Count the lines in the listing below that contain the string "target", treating uppercase and lowercase as different, and reply with the number alone.
[start of Excerpted data]
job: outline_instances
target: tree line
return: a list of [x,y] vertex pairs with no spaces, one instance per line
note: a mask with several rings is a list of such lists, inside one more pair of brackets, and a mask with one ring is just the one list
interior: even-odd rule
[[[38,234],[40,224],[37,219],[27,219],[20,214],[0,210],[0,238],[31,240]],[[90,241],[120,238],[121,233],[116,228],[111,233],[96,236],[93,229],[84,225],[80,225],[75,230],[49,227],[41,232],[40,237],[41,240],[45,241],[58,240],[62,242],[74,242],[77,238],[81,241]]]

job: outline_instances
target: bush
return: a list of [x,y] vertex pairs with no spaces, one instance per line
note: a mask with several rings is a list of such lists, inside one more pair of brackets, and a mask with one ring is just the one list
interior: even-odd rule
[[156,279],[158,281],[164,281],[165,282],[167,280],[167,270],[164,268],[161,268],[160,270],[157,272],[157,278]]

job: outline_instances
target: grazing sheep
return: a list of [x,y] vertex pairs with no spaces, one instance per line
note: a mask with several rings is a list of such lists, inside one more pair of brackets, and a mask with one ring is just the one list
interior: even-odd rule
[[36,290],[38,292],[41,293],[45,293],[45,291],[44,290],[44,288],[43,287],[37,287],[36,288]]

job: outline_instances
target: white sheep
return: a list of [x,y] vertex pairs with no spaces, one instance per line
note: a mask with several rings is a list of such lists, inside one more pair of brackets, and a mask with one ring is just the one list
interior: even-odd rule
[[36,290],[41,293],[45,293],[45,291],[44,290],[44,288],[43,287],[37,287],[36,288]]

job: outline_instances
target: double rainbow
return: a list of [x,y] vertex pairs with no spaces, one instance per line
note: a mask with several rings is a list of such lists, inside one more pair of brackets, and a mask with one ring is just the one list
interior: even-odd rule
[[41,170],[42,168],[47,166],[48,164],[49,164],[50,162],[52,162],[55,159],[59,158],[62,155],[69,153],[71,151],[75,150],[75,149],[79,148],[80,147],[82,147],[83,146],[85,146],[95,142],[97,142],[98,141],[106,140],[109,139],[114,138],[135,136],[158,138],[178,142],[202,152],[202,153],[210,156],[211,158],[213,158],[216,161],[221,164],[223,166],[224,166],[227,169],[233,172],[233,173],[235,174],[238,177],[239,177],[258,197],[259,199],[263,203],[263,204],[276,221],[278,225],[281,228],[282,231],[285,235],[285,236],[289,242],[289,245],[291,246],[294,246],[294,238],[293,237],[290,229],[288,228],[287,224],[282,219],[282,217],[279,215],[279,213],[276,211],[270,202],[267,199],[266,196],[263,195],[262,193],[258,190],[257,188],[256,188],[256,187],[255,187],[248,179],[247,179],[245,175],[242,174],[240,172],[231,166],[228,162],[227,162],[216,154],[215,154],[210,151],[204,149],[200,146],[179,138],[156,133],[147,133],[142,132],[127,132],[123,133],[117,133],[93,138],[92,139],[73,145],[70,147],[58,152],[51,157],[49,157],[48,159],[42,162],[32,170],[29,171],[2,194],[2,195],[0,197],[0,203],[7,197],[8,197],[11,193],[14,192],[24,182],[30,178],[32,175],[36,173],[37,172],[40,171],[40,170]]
[end of Excerpted data]
Solution to this exercise -> 5